What you have to do:
Every record here needs to be written out again exactly.

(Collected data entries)
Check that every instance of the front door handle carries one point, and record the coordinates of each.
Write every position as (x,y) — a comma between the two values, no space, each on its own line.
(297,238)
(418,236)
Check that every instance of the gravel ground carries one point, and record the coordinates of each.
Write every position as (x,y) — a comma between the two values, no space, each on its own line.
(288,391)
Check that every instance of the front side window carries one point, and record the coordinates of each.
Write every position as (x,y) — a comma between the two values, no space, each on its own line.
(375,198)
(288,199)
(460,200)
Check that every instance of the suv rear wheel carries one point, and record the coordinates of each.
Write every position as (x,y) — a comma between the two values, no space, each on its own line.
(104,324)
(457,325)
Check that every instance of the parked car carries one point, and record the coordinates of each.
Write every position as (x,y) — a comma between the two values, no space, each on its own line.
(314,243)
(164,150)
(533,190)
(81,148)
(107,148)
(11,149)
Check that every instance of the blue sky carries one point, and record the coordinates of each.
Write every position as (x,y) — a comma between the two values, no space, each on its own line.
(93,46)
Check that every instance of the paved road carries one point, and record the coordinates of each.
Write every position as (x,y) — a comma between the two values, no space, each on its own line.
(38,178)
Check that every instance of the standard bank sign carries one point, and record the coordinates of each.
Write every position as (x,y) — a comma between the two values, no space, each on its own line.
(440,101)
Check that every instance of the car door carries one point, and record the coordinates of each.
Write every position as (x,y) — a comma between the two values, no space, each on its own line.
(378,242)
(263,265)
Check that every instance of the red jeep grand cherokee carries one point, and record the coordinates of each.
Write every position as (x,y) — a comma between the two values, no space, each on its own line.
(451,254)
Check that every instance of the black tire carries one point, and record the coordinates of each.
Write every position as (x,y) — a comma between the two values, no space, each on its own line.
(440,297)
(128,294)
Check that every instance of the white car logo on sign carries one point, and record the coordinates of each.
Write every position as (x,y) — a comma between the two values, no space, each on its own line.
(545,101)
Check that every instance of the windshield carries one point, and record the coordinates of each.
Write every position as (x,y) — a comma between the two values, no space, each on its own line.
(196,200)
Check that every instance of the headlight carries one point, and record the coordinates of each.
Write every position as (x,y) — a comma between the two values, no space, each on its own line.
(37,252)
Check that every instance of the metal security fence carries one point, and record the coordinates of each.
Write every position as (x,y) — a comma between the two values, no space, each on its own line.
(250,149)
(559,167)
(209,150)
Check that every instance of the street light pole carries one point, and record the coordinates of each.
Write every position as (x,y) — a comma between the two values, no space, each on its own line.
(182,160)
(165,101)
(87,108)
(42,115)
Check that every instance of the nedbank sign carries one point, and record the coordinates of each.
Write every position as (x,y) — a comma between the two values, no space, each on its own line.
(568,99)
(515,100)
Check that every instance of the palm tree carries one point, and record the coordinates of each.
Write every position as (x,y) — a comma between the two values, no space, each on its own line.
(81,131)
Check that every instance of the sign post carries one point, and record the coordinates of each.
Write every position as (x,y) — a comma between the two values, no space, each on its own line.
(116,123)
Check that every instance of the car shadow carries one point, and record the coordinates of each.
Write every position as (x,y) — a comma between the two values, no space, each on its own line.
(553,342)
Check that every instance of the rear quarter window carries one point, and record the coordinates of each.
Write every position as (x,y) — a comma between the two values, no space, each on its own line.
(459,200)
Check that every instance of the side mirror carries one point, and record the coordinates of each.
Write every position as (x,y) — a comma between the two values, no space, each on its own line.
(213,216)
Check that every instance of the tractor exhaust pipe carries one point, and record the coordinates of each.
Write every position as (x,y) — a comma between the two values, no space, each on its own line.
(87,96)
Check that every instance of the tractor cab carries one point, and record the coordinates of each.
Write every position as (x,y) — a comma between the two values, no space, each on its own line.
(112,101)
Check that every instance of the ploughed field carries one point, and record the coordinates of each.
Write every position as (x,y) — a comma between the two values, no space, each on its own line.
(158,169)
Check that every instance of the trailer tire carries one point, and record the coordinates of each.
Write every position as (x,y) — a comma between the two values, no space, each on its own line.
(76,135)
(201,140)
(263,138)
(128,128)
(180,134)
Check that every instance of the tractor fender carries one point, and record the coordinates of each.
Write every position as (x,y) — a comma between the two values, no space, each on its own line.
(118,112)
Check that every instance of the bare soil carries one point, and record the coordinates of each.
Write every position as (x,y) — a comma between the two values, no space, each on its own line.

Exercise output:
Check that every instance of the front door handle carries one point, and record the coordinates of each.
Write every position as (x,y) — a comma between the two values, no space, each on its own line.
(297,238)
(418,236)
Check that every instance of the gravel ground carries one point, and record the coordinates of each.
Write every position as (x,y) — a comma between the two values, no space, each on its own line.
(288,391)
Check that every instance of the front side window carries one point, and record the coordinates of each.
Write every position as (x,y) — a comma between the two values, no space, each on its own line.
(375,198)
(288,199)
(460,200)
Check that every instance of the suv rear wheel carries one point, and record the coordinates of each.
Write every position as (x,y) — a comma between the two values, no space, each on its own line.
(104,324)
(457,325)
Check that every instance of the parked car carries one point, and record the coordinates of each.
Write every position as (x,y) — a comma between the two values, no space, each on its own line.
(314,243)
(164,150)
(533,190)
(81,148)
(107,148)
(11,149)
Check that every instance of the blue sky carries one point, and record the coordinates of each.
Write every position as (x,y) — a comma between the two values, no space, each on its own line.
(93,46)
Check that every instance of the paved road carries one point, and record the coordinates of each.
Write every position as (x,y) — a comma between the two values, no space, each on its own line.
(38,178)
Check that every instance of the standard bank sign carries one point, and record the coordinates of each.
Write every position as (x,y) — a comma between the two values, no space, each on its own line.
(440,101)
Check that every instance of the car door carries one point, and record the coordinates of each.
Write every position as (x,y) — a comma between the two values, no space, each on its own line.
(378,242)
(263,265)
Check that every instance of the red jeep grand cherokee carries one point, and record the coordinates of each.
Write every position as (x,y) — a comma between the two values, no space, each on its own line.
(451,254)
Check that every instance of the black tire carries one point, and record the coordinates of each.
Write every position as (x,y) — a comma between the two values, no space, each on its own line.
(440,297)
(128,294)
Check that every instance of the white car logo on sign carries one point, and record the coordinates of each.
Write every position as (x,y) — a comma between the two values, no space, each on its own line.
(545,101)
Check that every instance of the windshield carries one point, and record the coordinates of each.
Write every position as (x,y) — a comma between the two values, no space, each on its own line.
(196,200)
Check that every instance of the headlight carries one point, and record the coordinates of each.
Write every position as (x,y) — a comma between the two values, no space, each on its own line.
(37,252)
Check that every instance of the metal security fence carries one point, and record the coordinates of each.
Write every position as (x,y) — a comma between the two values, no space, each on its own line.
(250,149)
(559,167)
(209,150)
Check that every instance of the street light pole carries one point, and record the coordinates of each.
Write every position as (x,y) — a comma between the two values, no space, each on its own line.
(182,160)
(165,101)
(87,108)
(42,115)
Check that every instance of the nedbank sign carries one point, and record the coordinates of each.
Write every position as (x,y) — a comma between the two values, no space, each on its own line.
(568,99)
(515,100)
Check that every instance of the palm tree carries one point, and record the coordinates of each.
Write every position as (x,y) — a comma between the two values, no space, each on its own line.
(81,131)
Check that every instance of the sign post carries one point, and record the coordinates of each.
Write every position as (x,y) — a comma between the two values, no space, each on its own line.
(116,123)
Check that every instance of the car shadow carries one point, and record the coordinates of each.
Write every position as (x,y) — a comma between the two values, no space, each on its own line.
(553,342)
Check that every instance of the rear quarter window carries one point, and record the coordinates of each.
Write every position as (x,y) — a comma between the two values, no space, each on its own line.
(459,200)
Check that every instance of the side mirror carries one point, and record the coordinates of each.
Write every position as (x,y) — a comma between the two values, no space, each on its own line.
(213,216)
Check that every instance of the tractor exhaust pipe carries one point, and record the coordinates of each.
Write every position as (x,y) — a comma between the two values, no space, each on its own line.
(87,96)
Check that every instance of the tractor cab carries one point, and record the coordinates of each.
Write every position as (x,y) — a comma between the two values, no space, each on its own line.
(112,101)
Check that every instance of the ploughed field carries one point, and record the coordinates of each.
Write every position as (x,y) — a comma between the two values, no space, each on its own line.
(158,169)
Check that every instance of the trailer tire carries one point, and record the coordinates of each.
Write every position as (x,y) — a comma between the two values, no space, each on its own line.
(76,135)
(201,140)
(263,138)
(128,128)
(180,134)
Check that every instance of the tractor fender carries one point, and record the coordinates of each.
Write every position as (x,y) — a comma between the two values, no space, each on its own line.
(118,112)
Check that every instance of the bare soil carries one point, and record the coordinates of each.
Write every position as (x,y) — a comma between the two values, no space, each on its own line.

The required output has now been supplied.